-- START Data to use --

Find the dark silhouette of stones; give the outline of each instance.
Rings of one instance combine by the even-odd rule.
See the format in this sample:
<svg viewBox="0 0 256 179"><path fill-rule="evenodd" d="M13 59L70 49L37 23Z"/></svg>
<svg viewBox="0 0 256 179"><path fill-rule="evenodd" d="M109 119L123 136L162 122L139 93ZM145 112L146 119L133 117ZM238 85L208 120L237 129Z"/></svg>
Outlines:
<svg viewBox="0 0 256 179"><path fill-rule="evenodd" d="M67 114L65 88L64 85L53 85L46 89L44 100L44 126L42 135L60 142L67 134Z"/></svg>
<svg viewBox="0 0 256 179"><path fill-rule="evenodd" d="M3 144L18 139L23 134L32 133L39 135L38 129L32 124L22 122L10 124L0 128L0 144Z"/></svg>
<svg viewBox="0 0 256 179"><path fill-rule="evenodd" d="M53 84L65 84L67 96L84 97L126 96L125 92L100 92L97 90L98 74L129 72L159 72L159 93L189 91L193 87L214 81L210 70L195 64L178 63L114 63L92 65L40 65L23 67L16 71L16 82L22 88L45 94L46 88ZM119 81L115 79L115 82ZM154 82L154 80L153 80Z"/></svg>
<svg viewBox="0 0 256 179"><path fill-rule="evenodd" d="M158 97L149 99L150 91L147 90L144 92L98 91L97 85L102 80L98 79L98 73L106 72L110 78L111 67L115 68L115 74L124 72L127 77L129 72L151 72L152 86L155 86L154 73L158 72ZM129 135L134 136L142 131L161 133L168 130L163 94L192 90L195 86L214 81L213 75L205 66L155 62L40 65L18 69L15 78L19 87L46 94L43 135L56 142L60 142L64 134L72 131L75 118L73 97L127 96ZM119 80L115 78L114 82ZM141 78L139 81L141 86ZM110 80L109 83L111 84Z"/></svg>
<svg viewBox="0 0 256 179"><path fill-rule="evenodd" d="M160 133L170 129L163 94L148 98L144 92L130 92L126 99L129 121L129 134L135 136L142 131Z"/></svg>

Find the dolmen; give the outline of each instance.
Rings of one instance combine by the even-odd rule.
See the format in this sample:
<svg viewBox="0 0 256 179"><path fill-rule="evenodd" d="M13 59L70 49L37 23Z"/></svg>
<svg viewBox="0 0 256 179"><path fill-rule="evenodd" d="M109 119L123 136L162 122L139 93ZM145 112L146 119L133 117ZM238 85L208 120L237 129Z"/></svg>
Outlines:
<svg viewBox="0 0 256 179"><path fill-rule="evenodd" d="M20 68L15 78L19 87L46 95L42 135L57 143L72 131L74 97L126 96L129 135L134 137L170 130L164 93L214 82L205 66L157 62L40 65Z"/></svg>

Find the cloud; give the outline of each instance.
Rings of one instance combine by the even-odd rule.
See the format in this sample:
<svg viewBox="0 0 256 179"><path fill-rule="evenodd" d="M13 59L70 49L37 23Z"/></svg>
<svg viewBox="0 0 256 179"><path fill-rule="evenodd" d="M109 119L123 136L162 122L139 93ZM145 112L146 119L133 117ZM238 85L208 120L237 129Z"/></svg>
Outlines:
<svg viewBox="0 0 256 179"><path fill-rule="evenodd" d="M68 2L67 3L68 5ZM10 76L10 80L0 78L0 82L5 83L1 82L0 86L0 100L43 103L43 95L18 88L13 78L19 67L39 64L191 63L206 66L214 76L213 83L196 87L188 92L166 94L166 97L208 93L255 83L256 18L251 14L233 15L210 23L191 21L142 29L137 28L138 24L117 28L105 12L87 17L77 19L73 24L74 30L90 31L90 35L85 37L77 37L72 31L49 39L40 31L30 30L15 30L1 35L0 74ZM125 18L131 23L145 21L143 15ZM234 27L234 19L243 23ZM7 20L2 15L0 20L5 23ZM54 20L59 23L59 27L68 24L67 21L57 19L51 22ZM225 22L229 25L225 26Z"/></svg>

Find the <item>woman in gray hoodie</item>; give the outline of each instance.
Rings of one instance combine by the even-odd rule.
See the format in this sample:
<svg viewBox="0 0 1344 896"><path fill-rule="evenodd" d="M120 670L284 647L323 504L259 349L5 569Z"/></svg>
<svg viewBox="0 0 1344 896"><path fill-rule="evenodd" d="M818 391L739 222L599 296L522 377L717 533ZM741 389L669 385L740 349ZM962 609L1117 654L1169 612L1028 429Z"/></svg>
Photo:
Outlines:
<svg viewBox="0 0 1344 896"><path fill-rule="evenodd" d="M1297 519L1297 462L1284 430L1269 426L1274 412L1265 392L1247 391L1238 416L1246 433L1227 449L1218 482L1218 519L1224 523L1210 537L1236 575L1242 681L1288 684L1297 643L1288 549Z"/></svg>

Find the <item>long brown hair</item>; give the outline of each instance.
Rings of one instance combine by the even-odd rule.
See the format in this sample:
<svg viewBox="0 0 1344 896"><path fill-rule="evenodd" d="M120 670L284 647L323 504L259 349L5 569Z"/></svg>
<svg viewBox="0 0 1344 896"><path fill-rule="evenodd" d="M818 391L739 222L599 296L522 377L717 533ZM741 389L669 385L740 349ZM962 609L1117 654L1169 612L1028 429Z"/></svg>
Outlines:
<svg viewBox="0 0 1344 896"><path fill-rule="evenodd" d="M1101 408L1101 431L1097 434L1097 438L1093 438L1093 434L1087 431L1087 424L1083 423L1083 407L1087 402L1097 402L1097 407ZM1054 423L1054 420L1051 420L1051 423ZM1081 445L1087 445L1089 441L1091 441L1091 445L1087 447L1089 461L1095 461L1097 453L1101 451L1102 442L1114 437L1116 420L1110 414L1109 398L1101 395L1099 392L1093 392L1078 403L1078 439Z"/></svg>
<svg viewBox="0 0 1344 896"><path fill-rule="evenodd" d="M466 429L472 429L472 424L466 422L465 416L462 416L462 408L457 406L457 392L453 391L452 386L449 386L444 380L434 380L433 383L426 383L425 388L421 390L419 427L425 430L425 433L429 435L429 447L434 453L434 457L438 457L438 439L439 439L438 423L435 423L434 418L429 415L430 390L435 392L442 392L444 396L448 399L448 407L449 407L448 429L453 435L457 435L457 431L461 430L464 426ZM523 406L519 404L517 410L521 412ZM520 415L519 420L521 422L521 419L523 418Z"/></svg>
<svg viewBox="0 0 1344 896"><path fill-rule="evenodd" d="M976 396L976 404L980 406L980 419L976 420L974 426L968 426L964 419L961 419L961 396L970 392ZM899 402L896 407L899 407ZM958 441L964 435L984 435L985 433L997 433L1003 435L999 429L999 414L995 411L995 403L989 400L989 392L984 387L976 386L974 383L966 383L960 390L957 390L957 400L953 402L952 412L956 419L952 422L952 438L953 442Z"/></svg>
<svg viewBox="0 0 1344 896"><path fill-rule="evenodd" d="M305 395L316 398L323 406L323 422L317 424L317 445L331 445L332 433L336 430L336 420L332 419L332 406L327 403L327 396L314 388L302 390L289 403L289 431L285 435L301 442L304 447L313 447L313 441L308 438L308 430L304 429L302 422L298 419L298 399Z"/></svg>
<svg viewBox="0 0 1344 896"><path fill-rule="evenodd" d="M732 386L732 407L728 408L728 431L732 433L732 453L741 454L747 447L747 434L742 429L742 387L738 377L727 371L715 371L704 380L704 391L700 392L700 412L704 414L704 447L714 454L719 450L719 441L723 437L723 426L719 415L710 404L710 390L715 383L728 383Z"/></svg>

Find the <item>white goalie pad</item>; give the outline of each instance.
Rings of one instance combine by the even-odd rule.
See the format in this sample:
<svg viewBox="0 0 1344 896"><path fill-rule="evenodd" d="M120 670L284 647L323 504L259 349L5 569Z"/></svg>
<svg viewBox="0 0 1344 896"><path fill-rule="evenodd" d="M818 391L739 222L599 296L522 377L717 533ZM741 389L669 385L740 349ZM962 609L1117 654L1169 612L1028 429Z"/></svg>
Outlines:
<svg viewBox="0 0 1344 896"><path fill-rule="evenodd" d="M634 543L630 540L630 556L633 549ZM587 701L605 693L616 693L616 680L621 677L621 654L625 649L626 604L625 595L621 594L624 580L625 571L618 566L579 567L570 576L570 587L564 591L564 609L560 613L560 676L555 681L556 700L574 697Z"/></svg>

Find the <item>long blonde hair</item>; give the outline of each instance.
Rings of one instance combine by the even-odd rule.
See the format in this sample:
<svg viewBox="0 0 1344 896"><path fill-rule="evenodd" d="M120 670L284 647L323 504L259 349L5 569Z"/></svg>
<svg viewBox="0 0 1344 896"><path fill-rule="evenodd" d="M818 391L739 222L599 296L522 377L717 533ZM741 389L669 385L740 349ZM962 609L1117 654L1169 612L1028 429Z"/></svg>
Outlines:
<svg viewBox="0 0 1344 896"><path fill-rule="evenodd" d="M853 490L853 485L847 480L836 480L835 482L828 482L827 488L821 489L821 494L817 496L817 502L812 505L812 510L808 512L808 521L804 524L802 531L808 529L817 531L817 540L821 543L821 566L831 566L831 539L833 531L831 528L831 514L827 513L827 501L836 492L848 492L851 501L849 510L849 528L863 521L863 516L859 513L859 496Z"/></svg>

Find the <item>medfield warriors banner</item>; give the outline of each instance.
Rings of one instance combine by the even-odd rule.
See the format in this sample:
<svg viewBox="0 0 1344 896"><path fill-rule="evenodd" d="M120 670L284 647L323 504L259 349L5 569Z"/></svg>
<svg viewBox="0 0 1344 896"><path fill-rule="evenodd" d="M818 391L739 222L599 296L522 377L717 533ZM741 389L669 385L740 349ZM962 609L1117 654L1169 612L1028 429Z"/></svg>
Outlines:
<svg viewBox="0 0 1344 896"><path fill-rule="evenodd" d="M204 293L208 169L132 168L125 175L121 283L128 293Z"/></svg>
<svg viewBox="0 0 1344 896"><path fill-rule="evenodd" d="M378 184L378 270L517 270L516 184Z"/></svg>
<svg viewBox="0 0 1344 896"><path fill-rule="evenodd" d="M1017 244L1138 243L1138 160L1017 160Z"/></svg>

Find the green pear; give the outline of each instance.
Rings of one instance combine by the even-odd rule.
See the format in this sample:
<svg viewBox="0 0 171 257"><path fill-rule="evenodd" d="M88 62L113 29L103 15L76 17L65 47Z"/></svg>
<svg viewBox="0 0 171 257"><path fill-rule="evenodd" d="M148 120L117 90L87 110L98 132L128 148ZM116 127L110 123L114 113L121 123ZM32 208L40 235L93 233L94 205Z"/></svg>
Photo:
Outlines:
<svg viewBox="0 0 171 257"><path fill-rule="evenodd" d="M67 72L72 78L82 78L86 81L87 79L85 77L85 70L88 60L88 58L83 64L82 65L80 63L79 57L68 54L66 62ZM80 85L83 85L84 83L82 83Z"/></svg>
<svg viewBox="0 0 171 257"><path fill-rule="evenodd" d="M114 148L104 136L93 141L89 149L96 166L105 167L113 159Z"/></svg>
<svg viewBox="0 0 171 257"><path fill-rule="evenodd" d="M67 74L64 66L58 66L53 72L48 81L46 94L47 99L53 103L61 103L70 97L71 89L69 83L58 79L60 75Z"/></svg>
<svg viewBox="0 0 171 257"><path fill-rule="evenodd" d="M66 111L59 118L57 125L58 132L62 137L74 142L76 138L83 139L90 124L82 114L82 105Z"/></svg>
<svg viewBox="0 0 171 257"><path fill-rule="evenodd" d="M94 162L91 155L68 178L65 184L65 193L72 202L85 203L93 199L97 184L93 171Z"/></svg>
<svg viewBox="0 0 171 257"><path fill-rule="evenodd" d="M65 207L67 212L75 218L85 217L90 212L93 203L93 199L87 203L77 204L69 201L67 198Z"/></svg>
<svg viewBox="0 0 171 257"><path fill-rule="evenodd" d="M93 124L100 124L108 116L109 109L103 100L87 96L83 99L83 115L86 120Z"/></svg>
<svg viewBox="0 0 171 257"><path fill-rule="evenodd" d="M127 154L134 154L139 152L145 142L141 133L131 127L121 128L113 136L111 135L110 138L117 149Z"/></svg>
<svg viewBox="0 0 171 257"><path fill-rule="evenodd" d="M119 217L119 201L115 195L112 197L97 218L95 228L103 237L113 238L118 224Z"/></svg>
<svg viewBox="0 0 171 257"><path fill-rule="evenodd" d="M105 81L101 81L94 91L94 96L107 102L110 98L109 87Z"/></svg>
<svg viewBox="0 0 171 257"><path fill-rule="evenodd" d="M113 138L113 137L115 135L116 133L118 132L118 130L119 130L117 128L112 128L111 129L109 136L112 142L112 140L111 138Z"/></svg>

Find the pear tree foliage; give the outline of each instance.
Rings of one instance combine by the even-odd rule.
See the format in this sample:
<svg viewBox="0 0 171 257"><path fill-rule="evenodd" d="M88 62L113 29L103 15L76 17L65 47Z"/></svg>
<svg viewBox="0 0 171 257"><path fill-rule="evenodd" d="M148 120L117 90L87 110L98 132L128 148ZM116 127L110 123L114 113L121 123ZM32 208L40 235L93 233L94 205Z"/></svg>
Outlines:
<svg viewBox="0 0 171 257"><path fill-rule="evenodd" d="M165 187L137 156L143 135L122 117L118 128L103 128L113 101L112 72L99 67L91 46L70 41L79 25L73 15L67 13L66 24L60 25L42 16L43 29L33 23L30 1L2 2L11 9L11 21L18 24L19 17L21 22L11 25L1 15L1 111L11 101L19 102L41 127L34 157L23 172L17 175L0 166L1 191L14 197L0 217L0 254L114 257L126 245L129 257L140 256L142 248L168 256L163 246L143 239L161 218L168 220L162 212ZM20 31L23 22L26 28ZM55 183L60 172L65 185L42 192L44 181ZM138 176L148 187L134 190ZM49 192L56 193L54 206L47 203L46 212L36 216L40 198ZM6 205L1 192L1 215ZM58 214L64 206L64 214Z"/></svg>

-- END Data to use --

→ What the task asks
Please rewrite the rows starting with the line that contains "Find the <item>long brown" and going on through the line that contains "429L472 429L472 424L466", changing "long brown hair" to "dark curly hair" and leaving everything else as it is.

→ Result
Find the <item>dark curly hair</item>; give the outline of each instance.
Rings of one instance combine by the even-odd rule.
See the format in this sample:
<svg viewBox="0 0 1344 896"><path fill-rule="evenodd" d="M120 670L284 647L323 504L259 349L5 569Z"/></svg>
<svg viewBox="0 0 1344 896"><path fill-rule="evenodd" d="M818 391L739 222L599 296L522 377L717 533ZM741 389L669 385L740 349ZM962 609L1117 654L1169 612L1028 429Z"/></svg>
Outlines:
<svg viewBox="0 0 1344 896"><path fill-rule="evenodd" d="M1101 408L1101 431L1097 434L1097 438L1093 438L1093 434L1087 431L1087 424L1083 423L1083 407L1087 402L1097 402L1097 407ZM1054 423L1054 420L1051 420L1051 423ZM1081 445L1087 445L1089 441L1091 441L1091 445L1087 447L1089 461L1095 461L1097 453L1101 451L1102 442L1114 437L1116 420L1110 414L1109 398L1101 395L1099 392L1093 392L1078 403L1078 439Z"/></svg>
<svg viewBox="0 0 1344 896"><path fill-rule="evenodd" d="M466 429L472 429L472 424L466 422L465 416L462 416L462 408L457 406L457 392L453 391L452 386L449 386L444 380L434 380L433 383L426 383L425 388L421 390L419 427L425 430L425 433L429 435L429 447L434 453L434 457L438 457L438 439L439 439L438 423L435 423L434 418L429 415L430 390L435 392L442 392L444 396L448 399L448 407L449 407L448 429L453 435L457 435L457 431L461 430L464 426ZM523 406L519 404L517 410L521 412ZM520 415L519 420L521 422L521 419L523 418Z"/></svg>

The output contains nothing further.